Goal -
From the Bayesian network thread, extract the passage that starts at the words "I'm trying to" and ends after the words "the second step.", copying it word for word.

I'm trying to solve the very same problem stated in this question: Conditional independence in Bayesian network with qualitative influences
Take for example pair 5: P(c=1|h=0) vs P(c=1)
I tried to solve this by using the formula
$p(\textbf{x}) = \prod p(x|parentof(x))$
Which resulted in:
$P(c^{1}) = P(c^{1}|d,h) = P(c^{1}|d^{1},h^{0}) + P(c^{1}|d^{0},h^{0}) + P(c^{1}|d^{1},h^{1}) + P(c^{1}|d^{0},h^{1}) $
and
$P(c^{1}|h^{0}) = \frac{P(c^{1},h^{0})}{P(h^{0})} = \frac{P(h^{0})P(c^{1}|d,h^{0})}{P(h^{0})} = P(c^{1}|d^{1},h^{0}) + P(c^{1}|d^{0},h^{0}) $
where I used the above mentioned formula in the second step.
In the alternative version of this problem I'm working on we are assuming that no probabilities are 0 or 1. My conclusion was thus that $P(c^{1}) > P(c^{1}|h^{0}) $ since $P(c^{1})$ contains the same terms as $P(c^{1}|h^{0})$ and two additional ones. I find this to be counterintuitive since observing a negative result of health consciousness would act in favor of observing a negative result on good diet and thus make it more probable that we have high cholesterol. I assume I have made some errors in my calculations and would be very happy if someone could point them out!
You have the formula wrong. The Law of Total Probability is:
$$\begin{align}\mathsf p(\mathbf x) & = \prod \mathsf p(\mathbf x, \operatorname{parentof}(\mathbf x)) \\[1ex] & =\prod \mathsf p(\mathbf x\mid \operatorname{parentof}(\mathbf x))\cdot\mathsf p(\operatorname{parentof}(\mathbf x))\end{align}$$
So $$\begin{align}\mathsf P(c^1) & = \prod_{x,y} \mathsf P(c^1\mid d^x,h^y) \\[1ex] & ={\mathsf P(c^1\mid d^0,h^0)~\mathsf P(d^0,h^0)+\mathsf P(c^1\mid d^0,h^1)~\mathsf P(d^0,h^1)+\mathsf P(c^1\mid d^1,h^0)~\mathsf P(d^1,h^0)+\mathsf P(c^1\mid d^1,h^1)~\mathsf P(d^1,h^1)}\end{align}$$

Entries provided -
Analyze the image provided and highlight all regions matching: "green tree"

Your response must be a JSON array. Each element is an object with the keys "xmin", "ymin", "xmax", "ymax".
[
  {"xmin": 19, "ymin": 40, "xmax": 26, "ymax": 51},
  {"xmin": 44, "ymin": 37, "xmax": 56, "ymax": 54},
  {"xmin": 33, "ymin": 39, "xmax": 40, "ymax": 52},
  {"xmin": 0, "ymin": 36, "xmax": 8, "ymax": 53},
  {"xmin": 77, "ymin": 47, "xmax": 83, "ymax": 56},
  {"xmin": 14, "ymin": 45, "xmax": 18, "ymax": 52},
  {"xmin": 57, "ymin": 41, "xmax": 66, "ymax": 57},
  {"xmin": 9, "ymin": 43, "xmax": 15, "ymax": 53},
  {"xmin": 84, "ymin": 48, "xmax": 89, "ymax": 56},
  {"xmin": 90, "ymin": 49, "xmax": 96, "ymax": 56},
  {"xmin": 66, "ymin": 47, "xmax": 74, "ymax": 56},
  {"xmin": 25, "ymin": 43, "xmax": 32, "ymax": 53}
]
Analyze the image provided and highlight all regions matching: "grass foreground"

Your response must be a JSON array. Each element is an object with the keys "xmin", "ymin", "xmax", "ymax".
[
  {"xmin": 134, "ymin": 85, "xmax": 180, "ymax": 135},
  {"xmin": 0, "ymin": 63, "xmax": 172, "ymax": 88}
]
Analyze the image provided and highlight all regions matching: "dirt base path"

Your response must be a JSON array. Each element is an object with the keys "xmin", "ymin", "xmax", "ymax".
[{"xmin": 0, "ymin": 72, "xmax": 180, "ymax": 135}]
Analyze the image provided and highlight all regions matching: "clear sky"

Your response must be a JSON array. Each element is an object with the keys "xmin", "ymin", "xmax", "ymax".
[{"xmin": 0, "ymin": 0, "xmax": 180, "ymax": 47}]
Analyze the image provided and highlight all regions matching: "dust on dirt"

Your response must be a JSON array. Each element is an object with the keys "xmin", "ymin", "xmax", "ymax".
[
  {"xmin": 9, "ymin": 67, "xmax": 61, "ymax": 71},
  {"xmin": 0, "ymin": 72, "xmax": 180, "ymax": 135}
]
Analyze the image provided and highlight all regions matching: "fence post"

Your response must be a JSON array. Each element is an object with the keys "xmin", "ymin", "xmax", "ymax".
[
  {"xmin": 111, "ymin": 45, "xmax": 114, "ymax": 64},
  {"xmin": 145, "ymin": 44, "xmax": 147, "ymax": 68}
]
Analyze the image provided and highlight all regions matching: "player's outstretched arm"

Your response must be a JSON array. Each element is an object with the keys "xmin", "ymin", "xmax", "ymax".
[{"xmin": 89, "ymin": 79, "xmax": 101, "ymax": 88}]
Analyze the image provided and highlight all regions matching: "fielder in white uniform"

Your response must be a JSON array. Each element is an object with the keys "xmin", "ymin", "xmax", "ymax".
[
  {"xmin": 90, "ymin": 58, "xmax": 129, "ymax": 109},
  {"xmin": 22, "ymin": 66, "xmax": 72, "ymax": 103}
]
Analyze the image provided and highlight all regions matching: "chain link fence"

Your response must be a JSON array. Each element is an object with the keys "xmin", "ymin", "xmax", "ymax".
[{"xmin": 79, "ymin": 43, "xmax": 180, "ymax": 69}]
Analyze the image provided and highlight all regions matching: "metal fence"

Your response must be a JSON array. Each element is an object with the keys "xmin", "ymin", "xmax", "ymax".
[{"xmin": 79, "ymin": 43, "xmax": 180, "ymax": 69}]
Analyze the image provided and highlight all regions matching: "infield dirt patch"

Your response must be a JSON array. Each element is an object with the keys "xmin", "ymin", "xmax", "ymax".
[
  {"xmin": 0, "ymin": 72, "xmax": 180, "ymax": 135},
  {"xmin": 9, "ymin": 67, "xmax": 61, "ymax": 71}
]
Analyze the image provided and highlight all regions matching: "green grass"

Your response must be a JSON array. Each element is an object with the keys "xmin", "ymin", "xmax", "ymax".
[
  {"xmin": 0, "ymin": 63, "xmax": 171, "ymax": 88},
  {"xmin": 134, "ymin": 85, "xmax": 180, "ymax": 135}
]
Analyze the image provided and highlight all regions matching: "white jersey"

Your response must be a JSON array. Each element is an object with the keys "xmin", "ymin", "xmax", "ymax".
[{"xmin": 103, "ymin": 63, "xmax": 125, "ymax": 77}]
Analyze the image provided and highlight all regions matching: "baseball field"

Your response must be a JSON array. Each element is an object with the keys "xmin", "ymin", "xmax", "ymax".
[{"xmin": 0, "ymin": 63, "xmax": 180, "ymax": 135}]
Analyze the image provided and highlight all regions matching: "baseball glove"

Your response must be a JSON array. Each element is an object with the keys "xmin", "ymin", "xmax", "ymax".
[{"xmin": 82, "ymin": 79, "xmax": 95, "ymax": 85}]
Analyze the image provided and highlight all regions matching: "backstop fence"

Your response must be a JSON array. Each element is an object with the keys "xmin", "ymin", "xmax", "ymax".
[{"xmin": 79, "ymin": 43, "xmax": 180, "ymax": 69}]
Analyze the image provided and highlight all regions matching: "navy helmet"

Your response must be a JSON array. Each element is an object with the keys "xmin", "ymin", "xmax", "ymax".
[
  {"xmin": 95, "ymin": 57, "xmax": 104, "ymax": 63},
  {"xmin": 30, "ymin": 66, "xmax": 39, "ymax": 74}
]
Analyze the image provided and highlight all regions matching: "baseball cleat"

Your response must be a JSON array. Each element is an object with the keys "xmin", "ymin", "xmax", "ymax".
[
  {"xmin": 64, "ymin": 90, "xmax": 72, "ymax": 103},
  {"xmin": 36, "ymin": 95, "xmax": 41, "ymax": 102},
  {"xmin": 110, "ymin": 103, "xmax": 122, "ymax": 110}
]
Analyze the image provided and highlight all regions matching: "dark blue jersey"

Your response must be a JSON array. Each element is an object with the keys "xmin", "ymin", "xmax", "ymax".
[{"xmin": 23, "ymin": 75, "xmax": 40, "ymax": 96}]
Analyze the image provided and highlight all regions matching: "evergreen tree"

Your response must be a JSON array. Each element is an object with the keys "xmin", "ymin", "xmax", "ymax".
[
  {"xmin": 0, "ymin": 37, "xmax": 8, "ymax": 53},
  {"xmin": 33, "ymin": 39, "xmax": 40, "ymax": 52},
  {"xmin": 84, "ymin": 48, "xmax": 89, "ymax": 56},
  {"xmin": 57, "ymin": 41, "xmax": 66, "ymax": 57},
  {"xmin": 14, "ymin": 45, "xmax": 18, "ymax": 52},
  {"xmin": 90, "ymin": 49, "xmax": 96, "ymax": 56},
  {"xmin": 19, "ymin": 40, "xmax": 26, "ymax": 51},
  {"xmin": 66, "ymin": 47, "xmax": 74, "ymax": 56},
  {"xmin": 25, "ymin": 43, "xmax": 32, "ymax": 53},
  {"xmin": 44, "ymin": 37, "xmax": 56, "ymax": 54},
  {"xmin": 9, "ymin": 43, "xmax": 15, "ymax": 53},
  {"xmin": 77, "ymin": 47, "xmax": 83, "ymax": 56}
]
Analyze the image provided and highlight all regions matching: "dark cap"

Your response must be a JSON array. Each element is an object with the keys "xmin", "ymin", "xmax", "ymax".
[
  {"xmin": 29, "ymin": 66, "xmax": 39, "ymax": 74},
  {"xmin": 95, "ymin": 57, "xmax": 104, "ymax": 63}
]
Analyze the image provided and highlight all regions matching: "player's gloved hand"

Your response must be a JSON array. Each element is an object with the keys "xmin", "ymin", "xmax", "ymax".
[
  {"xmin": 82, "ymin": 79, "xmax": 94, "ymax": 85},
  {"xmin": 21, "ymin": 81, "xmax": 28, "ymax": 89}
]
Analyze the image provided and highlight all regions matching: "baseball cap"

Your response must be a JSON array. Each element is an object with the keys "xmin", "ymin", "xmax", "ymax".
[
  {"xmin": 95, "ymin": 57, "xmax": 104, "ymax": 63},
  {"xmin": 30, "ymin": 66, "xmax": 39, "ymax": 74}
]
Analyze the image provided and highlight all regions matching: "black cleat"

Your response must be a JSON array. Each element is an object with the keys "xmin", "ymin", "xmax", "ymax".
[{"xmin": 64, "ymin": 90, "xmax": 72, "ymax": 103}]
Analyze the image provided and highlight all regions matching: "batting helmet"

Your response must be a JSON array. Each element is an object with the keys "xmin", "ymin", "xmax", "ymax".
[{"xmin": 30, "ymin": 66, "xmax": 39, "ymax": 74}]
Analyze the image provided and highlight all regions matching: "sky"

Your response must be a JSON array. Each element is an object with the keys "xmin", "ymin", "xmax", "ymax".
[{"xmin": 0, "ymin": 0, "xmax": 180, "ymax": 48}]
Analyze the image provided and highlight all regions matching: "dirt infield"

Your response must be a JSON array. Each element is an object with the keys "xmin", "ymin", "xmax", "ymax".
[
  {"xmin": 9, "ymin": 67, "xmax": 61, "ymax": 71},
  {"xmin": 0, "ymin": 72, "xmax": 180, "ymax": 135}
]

...

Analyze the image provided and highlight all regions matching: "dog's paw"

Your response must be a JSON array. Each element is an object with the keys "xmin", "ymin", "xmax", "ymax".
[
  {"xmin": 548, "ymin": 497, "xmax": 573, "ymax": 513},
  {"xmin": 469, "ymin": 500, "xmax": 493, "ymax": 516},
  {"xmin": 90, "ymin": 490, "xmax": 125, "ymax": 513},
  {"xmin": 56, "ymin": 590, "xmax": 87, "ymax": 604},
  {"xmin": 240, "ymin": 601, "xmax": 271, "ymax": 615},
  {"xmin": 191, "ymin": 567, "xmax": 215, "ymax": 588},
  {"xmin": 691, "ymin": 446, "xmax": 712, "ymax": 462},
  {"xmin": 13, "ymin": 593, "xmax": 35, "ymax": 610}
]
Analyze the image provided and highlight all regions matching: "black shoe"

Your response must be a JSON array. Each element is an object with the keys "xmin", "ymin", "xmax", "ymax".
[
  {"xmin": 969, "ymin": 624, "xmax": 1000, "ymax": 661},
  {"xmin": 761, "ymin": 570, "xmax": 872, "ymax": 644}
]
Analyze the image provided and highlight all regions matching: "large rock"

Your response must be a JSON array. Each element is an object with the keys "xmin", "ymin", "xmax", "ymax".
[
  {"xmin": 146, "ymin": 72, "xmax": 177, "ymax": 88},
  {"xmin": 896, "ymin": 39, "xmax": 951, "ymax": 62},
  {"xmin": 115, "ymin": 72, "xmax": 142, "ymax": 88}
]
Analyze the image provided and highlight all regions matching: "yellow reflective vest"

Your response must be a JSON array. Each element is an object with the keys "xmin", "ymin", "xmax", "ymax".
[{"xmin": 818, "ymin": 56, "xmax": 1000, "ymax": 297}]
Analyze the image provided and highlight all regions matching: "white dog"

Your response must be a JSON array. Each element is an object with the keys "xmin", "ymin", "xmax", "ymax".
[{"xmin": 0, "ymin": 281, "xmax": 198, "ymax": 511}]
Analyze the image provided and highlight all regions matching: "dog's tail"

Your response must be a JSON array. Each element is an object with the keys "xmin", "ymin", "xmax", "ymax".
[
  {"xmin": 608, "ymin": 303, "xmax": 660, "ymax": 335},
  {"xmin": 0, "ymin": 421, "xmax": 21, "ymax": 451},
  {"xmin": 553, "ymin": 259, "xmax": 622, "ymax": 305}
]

Solution to this task -
I'm trying to solve the very same problem stated in this question: Conditional independence in Bayesian network with qualitative influences
Take for example pair 5: P(c=1|h=0) vs P(c=1)
I tried to solve this by using the formula
$p(\textbf{x}) = \prod p(x|parentof(x))$
Which resulted in:
$P(c^{1}) = P(c^{1}|d,h) = P(c^{1}|d^{1},h^{0}) + P(c^{1}|d^{0},h^{0}) + P(c^{1}|d^{1},h^{1}) + P(c^{1}|d^{0},h^{1}) $
and
$P(c^{1}|h^{0}) = \frac{P(c^{1},h^{0})}{P(h^{0})} = \frac{P(h^{0})P(c^{1}|d,h^{0})}{P(h^{0})} = P(c^{1}|d^{1},h^{0}) + P(c^{1}|d^{0},h^{0}) $
where I used the above mentioned formula in the second step.